## TEXT UNDER STUDY:
Introducing Solid Foods to Your Baby

Watch for signs of readiness to take solids. The American Academy of Pediatrics recommends starting solids between four and six months of age. Compare this to what was being done in the 1950s when solids were introduced as early as a month or two of age. There are medical reasons not to start solids too early. One concern has been that too many solids with their variety of proteins may trigger allergic reactions. This is especially true if there is a family history of allergies. Also, spooning food into the mouth of an infant who lacks the skills to show that he is no longer hungry may increase the likelihood that the child will learn to overeat.

Discuss with your baby’s doctor at the 4 month visit what they suggest as far as introducing solids.  Following are some clues that may indicate your baby’s readiness for solids. They do not all have to be present for you to begin offering solids to your baby.

  • Your baby is watching you eat and is opening his mouth or reaching for your food as you take a bite.
  • He does not use his tongue to push objects out of his mouth.
  • He is using a chewing motion with objects, not just the sucking motion.
  • He has good head control and may be starting to sit by leaning forward on his arms for a few seconds.
  • He is reaching and grabbing for objects and starting to move them toward his mouth.
  • He is nursing more than 8 or 10 times a day and is not always satisfied after the feedings.
  • If bottle feeding, he is taking more than 32 to 40 ounces a day in formula and may seem to want more.

Start with one new food at a time and stick with the new food for 4 to 5 days.  This will help you identify a reaction to a food that has been introduced (like diarrhea, vomiting, rashes or hives).  Most physicians recommend starting with rice cereal fortified with iron.  For baby’s first feeding prepare a teaspoon of dry rice cereal, and mix it with breastmilk, formula, or water until it forms a loose consistency, slightly thicker than breastmilk or formula. Baby may only take a few bites at first or may show no interest.  Start with one feeding per day, gradually increasing serving amounts, working up to 6 tablespoons per day.

Once baby has taken rice cereal for a few weeks, other single ingredient foods (single vegetables or fruits) can be offered every few days.  Start with vegetables, introducing the orange ones first (sweet potatoes and squash) and then the green (green beans and peas). At this stage, all vegetables should be pureed or mashed for your beginning eater.

Their appetites may vary from day-to-day.  Stay relaxed with feeding and if your baby is not interested, don’t force feed.

By around 6 months of age, most infants can also learn to take a few sips from a trainer cup.  Initially they will not take more than a few sips.  It is best at 6 months, to start with just sips of water.

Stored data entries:
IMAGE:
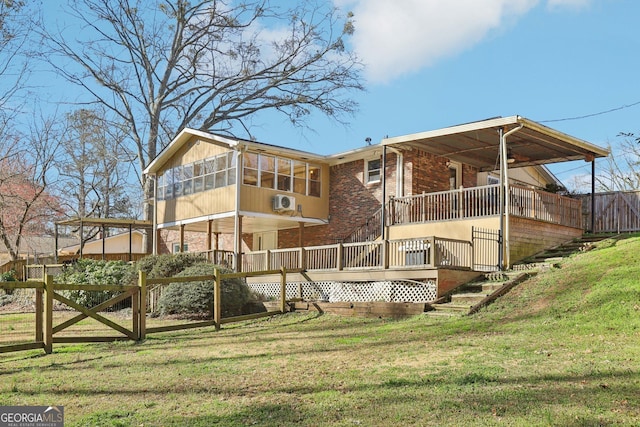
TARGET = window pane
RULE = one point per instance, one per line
(314, 181)
(314, 188)
(198, 184)
(231, 175)
(209, 182)
(284, 174)
(221, 162)
(373, 170)
(198, 169)
(187, 172)
(267, 179)
(209, 166)
(187, 186)
(221, 179)
(250, 172)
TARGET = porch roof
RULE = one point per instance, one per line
(478, 143)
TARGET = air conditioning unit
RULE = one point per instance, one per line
(283, 203)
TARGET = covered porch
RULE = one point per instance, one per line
(500, 144)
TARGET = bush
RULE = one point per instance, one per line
(166, 265)
(9, 276)
(92, 272)
(196, 298)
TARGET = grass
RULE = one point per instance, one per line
(560, 349)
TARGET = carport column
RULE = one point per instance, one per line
(505, 198)
(209, 231)
(593, 195)
(504, 202)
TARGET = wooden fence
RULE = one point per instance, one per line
(44, 329)
(615, 212)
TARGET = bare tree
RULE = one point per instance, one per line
(207, 64)
(622, 171)
(26, 206)
(94, 166)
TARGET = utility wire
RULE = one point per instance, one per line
(591, 115)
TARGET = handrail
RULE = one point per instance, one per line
(483, 201)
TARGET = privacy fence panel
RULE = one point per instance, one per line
(615, 212)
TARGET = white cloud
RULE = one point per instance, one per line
(398, 37)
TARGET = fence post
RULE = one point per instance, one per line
(48, 314)
(217, 305)
(39, 294)
(432, 252)
(283, 289)
(142, 305)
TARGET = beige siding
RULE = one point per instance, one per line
(197, 205)
(260, 200)
(451, 229)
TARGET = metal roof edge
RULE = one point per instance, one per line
(587, 146)
(467, 127)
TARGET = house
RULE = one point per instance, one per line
(431, 208)
(120, 243)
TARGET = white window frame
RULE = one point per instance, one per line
(367, 175)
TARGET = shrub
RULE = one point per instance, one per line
(92, 272)
(196, 298)
(166, 265)
(9, 276)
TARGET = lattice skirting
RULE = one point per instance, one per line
(386, 291)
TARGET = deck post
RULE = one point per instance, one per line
(48, 314)
(217, 305)
(283, 289)
(142, 301)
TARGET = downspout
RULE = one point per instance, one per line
(504, 177)
(236, 214)
(154, 231)
(399, 171)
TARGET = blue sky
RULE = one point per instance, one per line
(435, 63)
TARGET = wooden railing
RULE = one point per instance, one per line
(484, 201)
(368, 231)
(404, 253)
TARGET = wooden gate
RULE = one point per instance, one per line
(615, 212)
(486, 249)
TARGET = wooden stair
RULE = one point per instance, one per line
(469, 298)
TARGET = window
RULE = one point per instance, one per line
(314, 181)
(299, 177)
(373, 171)
(215, 172)
(268, 171)
(176, 248)
(284, 174)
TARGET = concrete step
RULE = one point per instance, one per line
(470, 298)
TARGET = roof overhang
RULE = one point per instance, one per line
(107, 222)
(234, 144)
(477, 144)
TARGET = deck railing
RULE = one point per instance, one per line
(404, 253)
(483, 201)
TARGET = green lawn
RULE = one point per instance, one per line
(560, 349)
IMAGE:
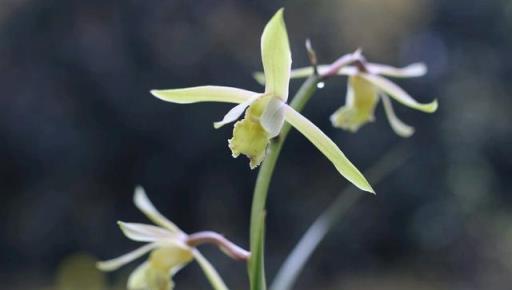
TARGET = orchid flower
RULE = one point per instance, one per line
(266, 112)
(366, 86)
(169, 250)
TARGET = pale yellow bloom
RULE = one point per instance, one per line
(167, 248)
(265, 113)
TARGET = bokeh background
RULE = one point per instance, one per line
(78, 130)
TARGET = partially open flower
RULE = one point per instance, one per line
(169, 250)
(266, 112)
(366, 86)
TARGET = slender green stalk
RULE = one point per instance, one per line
(295, 262)
(256, 262)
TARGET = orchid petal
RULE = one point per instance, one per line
(116, 263)
(399, 94)
(413, 70)
(328, 148)
(146, 233)
(276, 57)
(137, 279)
(272, 118)
(400, 128)
(235, 112)
(143, 203)
(204, 94)
(210, 272)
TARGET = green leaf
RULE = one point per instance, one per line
(328, 148)
(276, 57)
(205, 94)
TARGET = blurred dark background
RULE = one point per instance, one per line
(78, 130)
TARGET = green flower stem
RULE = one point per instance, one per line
(295, 262)
(256, 262)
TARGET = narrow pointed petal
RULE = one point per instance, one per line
(211, 274)
(400, 128)
(235, 113)
(399, 94)
(204, 94)
(146, 233)
(276, 57)
(413, 70)
(118, 262)
(328, 148)
(272, 119)
(137, 279)
(143, 203)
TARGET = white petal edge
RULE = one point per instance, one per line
(147, 233)
(276, 56)
(143, 203)
(235, 112)
(399, 94)
(328, 148)
(204, 94)
(137, 279)
(211, 274)
(399, 127)
(116, 263)
(272, 119)
(413, 70)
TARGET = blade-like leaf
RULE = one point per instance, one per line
(276, 57)
(400, 128)
(204, 94)
(328, 148)
(398, 94)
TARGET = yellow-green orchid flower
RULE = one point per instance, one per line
(366, 86)
(169, 250)
(266, 112)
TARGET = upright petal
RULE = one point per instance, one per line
(148, 233)
(398, 94)
(204, 94)
(118, 262)
(413, 70)
(143, 203)
(328, 148)
(276, 57)
(272, 118)
(400, 128)
(235, 112)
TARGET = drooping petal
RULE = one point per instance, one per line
(143, 203)
(209, 271)
(204, 94)
(118, 262)
(272, 118)
(276, 57)
(328, 148)
(235, 112)
(137, 279)
(400, 128)
(413, 70)
(399, 94)
(147, 233)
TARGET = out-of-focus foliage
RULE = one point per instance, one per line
(78, 129)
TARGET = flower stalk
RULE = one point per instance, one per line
(257, 276)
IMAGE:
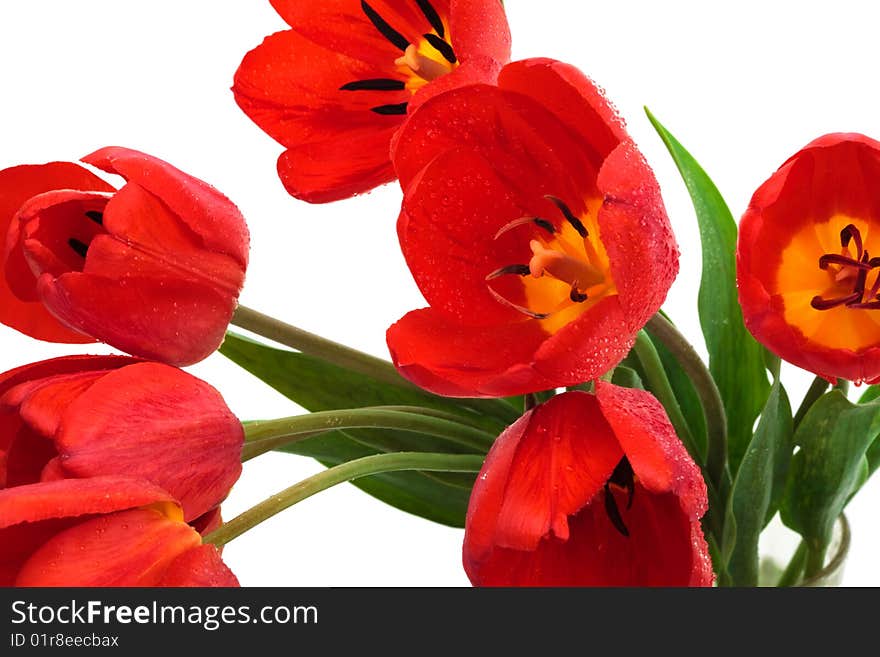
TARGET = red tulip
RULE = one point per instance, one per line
(153, 269)
(89, 416)
(588, 490)
(534, 229)
(102, 531)
(808, 284)
(333, 89)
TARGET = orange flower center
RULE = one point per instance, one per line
(827, 279)
(421, 62)
(568, 271)
(427, 61)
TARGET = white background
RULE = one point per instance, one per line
(742, 85)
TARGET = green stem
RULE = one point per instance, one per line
(815, 559)
(816, 390)
(794, 570)
(348, 358)
(662, 389)
(362, 467)
(263, 436)
(704, 384)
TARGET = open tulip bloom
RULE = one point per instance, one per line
(541, 400)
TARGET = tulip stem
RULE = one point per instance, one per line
(348, 358)
(710, 397)
(816, 390)
(264, 436)
(362, 467)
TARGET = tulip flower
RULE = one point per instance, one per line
(588, 490)
(153, 269)
(534, 229)
(101, 531)
(807, 271)
(334, 88)
(89, 416)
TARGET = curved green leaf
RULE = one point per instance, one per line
(319, 386)
(736, 360)
(834, 438)
(758, 488)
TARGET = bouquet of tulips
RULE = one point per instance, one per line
(542, 399)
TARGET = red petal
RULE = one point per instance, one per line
(75, 497)
(17, 185)
(659, 551)
(541, 470)
(636, 233)
(572, 97)
(341, 26)
(449, 358)
(157, 423)
(26, 457)
(127, 548)
(459, 216)
(335, 169)
(831, 175)
(203, 209)
(541, 158)
(453, 359)
(31, 514)
(173, 320)
(658, 457)
(199, 566)
(338, 146)
(478, 28)
(38, 240)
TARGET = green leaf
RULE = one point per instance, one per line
(870, 394)
(626, 377)
(833, 438)
(319, 386)
(736, 360)
(758, 488)
(686, 394)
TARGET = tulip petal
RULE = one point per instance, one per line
(126, 548)
(17, 185)
(30, 515)
(633, 212)
(199, 566)
(158, 423)
(174, 320)
(658, 457)
(203, 209)
(658, 551)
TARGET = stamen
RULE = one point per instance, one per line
(390, 110)
(523, 310)
(569, 216)
(81, 248)
(384, 28)
(826, 304)
(614, 513)
(546, 225)
(442, 47)
(624, 477)
(851, 232)
(543, 223)
(432, 16)
(519, 270)
(576, 295)
(97, 217)
(834, 259)
(376, 84)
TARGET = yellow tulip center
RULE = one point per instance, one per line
(568, 271)
(828, 280)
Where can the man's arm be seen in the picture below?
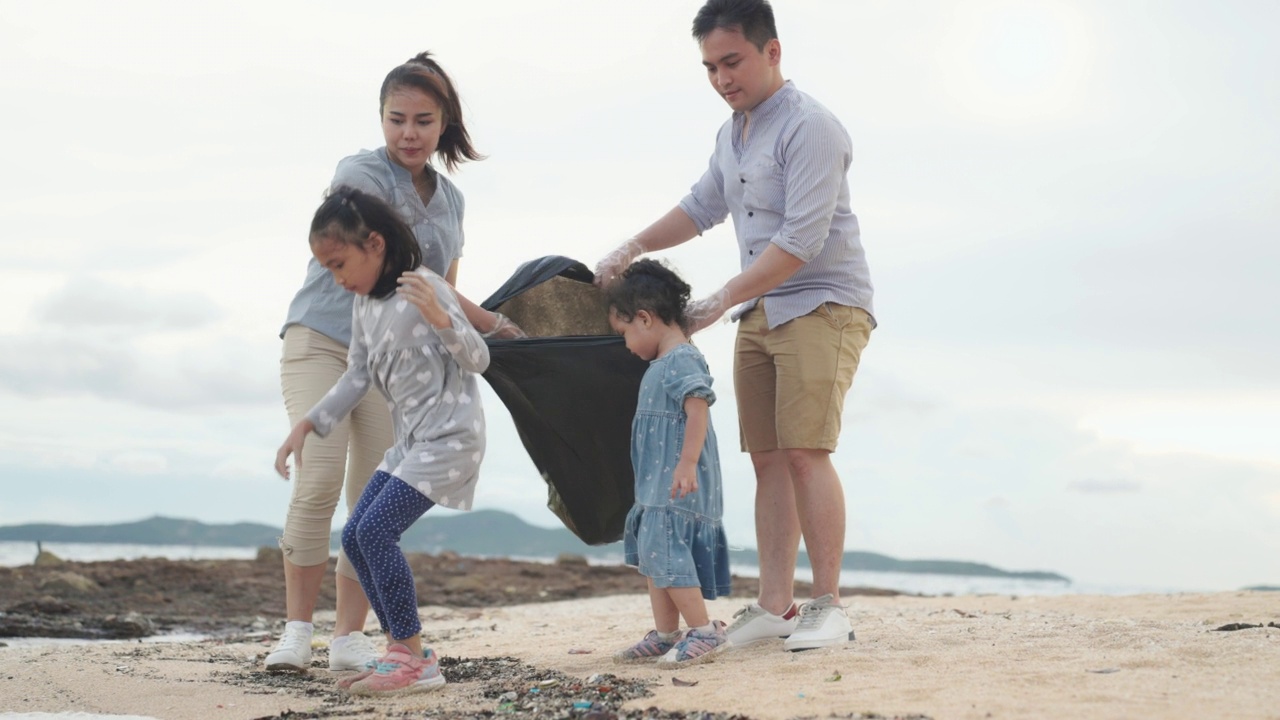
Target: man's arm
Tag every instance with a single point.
(767, 273)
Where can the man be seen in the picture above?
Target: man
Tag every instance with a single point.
(780, 169)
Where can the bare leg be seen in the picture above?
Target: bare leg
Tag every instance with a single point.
(301, 588)
(691, 606)
(819, 500)
(666, 614)
(777, 529)
(414, 645)
(352, 606)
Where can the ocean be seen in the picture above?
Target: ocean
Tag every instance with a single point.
(14, 554)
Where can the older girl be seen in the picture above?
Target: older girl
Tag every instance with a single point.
(421, 118)
(411, 342)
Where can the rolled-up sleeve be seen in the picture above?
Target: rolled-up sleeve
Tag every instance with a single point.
(362, 174)
(818, 154)
(705, 203)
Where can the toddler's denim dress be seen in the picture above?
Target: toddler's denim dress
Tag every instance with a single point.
(677, 543)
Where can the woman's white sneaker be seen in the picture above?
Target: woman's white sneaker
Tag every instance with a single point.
(822, 623)
(754, 624)
(293, 651)
(352, 652)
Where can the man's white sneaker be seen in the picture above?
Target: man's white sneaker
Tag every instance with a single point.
(352, 652)
(293, 651)
(754, 624)
(822, 623)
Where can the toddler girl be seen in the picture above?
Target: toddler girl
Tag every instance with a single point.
(673, 532)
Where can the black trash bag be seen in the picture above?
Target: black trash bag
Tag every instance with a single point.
(571, 388)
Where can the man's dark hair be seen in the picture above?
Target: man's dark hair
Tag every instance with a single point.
(753, 18)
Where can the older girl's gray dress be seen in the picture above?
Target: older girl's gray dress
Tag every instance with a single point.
(429, 377)
(676, 542)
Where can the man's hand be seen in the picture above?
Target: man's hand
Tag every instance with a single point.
(703, 313)
(612, 265)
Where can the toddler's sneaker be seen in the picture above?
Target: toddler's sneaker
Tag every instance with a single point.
(696, 647)
(753, 624)
(822, 623)
(293, 651)
(352, 652)
(401, 673)
(648, 650)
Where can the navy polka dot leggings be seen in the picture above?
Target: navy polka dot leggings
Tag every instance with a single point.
(371, 541)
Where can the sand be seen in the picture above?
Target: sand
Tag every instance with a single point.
(952, 657)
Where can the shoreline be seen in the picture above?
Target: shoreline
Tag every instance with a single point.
(965, 656)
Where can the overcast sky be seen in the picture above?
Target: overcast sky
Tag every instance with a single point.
(1070, 210)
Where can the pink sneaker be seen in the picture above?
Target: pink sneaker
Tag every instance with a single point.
(401, 673)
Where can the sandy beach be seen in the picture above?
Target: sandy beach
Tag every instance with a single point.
(995, 656)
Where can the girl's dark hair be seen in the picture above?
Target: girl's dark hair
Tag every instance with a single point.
(348, 215)
(421, 72)
(753, 18)
(649, 285)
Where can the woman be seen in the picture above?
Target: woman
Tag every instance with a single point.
(421, 117)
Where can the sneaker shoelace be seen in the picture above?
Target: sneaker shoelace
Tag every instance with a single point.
(362, 646)
(745, 615)
(696, 643)
(293, 639)
(813, 613)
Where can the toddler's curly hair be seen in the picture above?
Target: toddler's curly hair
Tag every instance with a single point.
(650, 285)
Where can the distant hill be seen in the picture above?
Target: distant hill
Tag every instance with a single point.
(152, 531)
(481, 532)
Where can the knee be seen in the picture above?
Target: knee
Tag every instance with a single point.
(807, 464)
(769, 466)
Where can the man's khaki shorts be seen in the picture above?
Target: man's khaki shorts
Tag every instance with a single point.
(791, 381)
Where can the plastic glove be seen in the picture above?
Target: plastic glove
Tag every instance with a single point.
(703, 313)
(503, 329)
(612, 265)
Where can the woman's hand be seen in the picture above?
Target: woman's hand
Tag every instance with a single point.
(416, 288)
(684, 481)
(292, 446)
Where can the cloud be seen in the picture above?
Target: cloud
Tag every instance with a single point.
(140, 463)
(200, 373)
(94, 302)
(1102, 487)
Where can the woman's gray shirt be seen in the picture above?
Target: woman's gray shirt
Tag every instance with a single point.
(324, 306)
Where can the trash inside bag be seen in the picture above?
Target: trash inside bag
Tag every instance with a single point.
(571, 388)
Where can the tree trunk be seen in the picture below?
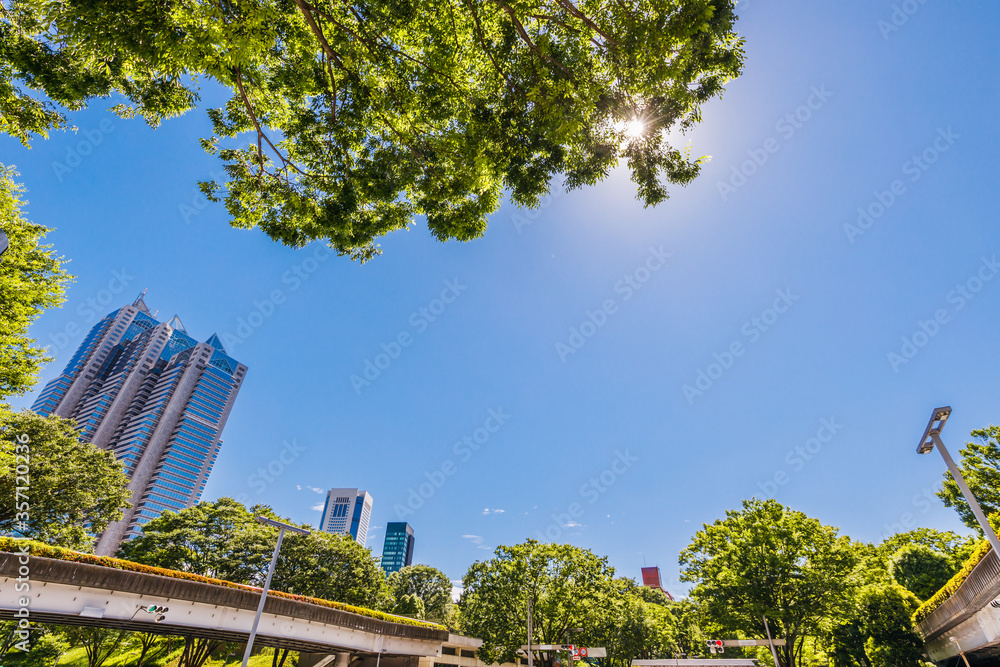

## PROBLEM:
In the text on introducing solid foods to a baby, copy word for word the passage from "Discuss with your" up to and including "after the feedings.".

## TASK ANSWER:
Discuss with your baby’s doctor at the 4 month visit what they suggest as far as introducing solids.  Following are some clues that may indicate your baby’s readiness for solids. They do not all have to be present for you to begin offering solids to your baby.

  • Your baby is watching you eat and is opening his mouth or reaching for your food as you take a bite.
  • He does not use his tongue to push objects out of his mouth.
  • He is using a chewing motion with objects, not just the sucking motion.
  • He has good head control and may be starting to sit by leaning forward on his arms for a few seconds.
  • He is reaching and grabbing for objects and starting to move them toward his mouth.
  • He is nursing more than 8 or 10 times a day and is not always satisfied after the feedings.